**TO DO:**
Write out each entry again. Keep every word exactly as it is.

Entries from a pointing dataset
····················

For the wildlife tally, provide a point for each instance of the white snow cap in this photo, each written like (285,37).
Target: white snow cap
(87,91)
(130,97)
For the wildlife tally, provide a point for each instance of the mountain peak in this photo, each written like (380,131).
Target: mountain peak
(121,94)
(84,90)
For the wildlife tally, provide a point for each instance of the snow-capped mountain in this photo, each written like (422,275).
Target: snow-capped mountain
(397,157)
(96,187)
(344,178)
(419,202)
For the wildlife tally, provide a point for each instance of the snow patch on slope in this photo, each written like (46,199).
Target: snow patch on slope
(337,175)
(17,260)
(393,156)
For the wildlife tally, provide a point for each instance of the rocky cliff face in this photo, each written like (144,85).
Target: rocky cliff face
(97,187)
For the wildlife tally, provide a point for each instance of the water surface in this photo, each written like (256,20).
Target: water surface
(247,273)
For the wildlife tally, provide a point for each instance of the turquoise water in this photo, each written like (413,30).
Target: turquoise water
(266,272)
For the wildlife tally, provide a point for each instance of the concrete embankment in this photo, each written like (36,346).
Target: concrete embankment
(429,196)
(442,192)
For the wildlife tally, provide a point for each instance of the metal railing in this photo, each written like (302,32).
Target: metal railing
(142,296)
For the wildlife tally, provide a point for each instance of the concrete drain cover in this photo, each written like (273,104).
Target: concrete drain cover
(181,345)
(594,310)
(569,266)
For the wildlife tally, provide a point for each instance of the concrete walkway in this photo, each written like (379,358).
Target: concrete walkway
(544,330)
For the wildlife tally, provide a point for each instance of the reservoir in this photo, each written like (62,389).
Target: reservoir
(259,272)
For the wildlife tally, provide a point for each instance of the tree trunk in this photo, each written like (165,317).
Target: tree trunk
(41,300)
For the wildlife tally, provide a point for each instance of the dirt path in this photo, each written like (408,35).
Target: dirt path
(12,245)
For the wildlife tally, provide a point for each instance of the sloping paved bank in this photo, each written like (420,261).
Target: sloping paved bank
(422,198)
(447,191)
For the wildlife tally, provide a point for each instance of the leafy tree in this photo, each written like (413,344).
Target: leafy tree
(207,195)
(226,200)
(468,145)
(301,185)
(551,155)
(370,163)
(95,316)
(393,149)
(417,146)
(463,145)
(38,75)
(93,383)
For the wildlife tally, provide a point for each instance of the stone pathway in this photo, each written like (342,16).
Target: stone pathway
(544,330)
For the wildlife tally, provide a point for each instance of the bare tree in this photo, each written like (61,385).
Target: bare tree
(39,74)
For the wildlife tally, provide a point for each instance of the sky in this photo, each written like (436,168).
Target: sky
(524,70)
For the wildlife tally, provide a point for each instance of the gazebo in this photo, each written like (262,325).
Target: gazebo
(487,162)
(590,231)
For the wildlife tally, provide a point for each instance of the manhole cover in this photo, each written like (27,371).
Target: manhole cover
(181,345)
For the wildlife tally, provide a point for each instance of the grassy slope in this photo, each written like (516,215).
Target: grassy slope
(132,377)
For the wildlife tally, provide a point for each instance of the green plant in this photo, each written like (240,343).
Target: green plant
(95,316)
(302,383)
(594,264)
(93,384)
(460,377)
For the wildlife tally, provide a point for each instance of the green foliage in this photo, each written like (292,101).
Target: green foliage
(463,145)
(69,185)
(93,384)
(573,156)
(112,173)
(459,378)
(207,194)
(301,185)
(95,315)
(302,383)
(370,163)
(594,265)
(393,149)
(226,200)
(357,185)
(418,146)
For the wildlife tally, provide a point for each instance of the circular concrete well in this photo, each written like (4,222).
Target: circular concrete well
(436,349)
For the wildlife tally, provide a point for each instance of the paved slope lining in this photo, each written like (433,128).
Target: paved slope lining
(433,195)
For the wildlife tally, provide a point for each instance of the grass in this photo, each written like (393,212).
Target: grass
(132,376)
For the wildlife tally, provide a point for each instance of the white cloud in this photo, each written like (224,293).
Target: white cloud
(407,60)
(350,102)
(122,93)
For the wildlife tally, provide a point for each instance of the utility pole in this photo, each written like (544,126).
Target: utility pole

····················

**RESULT FOR THIS TASK:**
For the wildlife tally, provide a point for each instance of the white snow cap in this photo, each written like (285,37).
Target: white snow cap
(87,91)
(130,97)
For the wildlife tally, provide a point for each instance of the mountain peak in this photo, each written like (380,131).
Target: mountain peak
(121,94)
(84,90)
For the wildlife tally, provide a point for each instance of the snow-capped mountain in this photo, each written like (422,275).
Target: snow-capped mountain
(397,157)
(96,187)
(344,178)
(419,202)
For the wildlife tally, provide a point for each instance of the snow patch on slope in this photo, each written like (46,199).
Target: snow patch on slope
(337,175)
(17,260)
(393,156)
For the wildlife tally, provide a point for each instance of the rocky cliff face in this photo, each written like (144,85).
Target: rocky cliff face
(97,187)
For the wildlife tally, provide a point for each instance of the water surface in this photo, each written like (256,20).
Target: water surface
(247,273)
For the wildlife tally, provide a point for each instance of the turquoise water in this photo, each written like (413,30).
Target: turquoise water
(266,272)
For the wildlife tally, provide a point for each instance of the concrete embankment in this photo, each written like (36,346).
Target: concrete embankment
(429,196)
(442,192)
For the wildlife tally, provide a point for each instance of the metal railing in this photo, each written like (302,32).
Target: metal railing
(142,296)
For the wildlife tally, provide a point for each instance of the concrete drain cover in this photo, each written like (273,104).
Target: concrete drain cover
(181,345)
(594,310)
(569,266)
For the wildlife tally, provide a point for each instance of the concrete walkway in this photo, each written like (379,358).
Target: concrete walkway
(544,330)
For the wildlife tally, provide a point for each instance of the reservoir in this photo, each written like (62,389).
Target: reservoir
(259,272)
For the wildlife tally, provide a point for each instance of the tree trunk in this photo, each written like (165,317).
Target: tree trunk
(41,300)
For the wildlife tally, provide a point for each instance of the dirt path in this photo, each written like (408,35).
Target: dirt path
(12,245)
For the wildlife tally, provide a point for each instance of the sloping paved bank in this photo, each written like (420,261).
Target: sloping paved bank
(422,198)
(447,191)
For the wildlife tally, provide a point for each instance of the leafy tree in this photo, each written like (413,344).
Target: leafy tree
(207,195)
(226,200)
(468,145)
(301,185)
(551,155)
(370,163)
(95,316)
(393,149)
(417,146)
(463,145)
(38,75)
(93,383)
For the wildlife tally, provide a point for each instance of the stone pathway in this photo, each written like (342,16).
Target: stone pathway
(544,330)
For the wildlife tally, provide a point for each instance of the bare tree in this photo, each written like (61,385).
Target: bare tree
(39,74)
For the wildlife tally, provide a point for each instance of the sky in this photo, each written like (436,168).
Target: sky
(524,70)
For the wildlife tally, provide a point for each instance of the gazebo in this photo, each written like (262,325).
Target: gazebo
(487,162)
(590,231)
For the wildlife tally, provide a point for each instance of the manhole cover in this photo, each written like (27,371).
Target: manhole cover
(181,345)
For the wildlife tally, provide a point for each instance of the grassy slope in this photo, each written like (516,215).
Target: grassy slope
(132,377)
For the wildlife tally, provide a point for each instance of the green plant in this photo, each written like (240,343).
Target: green plant
(95,316)
(302,383)
(594,264)
(93,384)
(460,377)
For the wildlife tally, provide a point for each instance of the green foliage in this photo, each written like (292,101).
Target: green foliage
(463,145)
(69,185)
(93,384)
(573,156)
(112,173)
(459,378)
(207,194)
(301,185)
(95,315)
(302,383)
(370,163)
(594,265)
(393,149)
(226,200)
(357,185)
(418,146)
For the wildlife tally, provide a point for each instance of the circular concrete well in this photo, each written like (4,222).
Target: circular concrete well
(436,349)
For the wildlife tally, provide a point for each instance of the paved slope lining in this photo, each written like (433,128).
Target: paved slope lining
(433,195)
For the wildlife tally, provide a point for each instance of the grass in this photo, each written like (393,212).
Target: grass
(132,376)
For the wildlife tally, provide a point for each instance of the white cloud in this photo, each written like (224,293).
Target: white cloud
(407,60)
(350,102)
(122,93)
For the wildlife tally, provide a point for each instance of the utility pole in this photo, each written like (544,126).
Target: utility pole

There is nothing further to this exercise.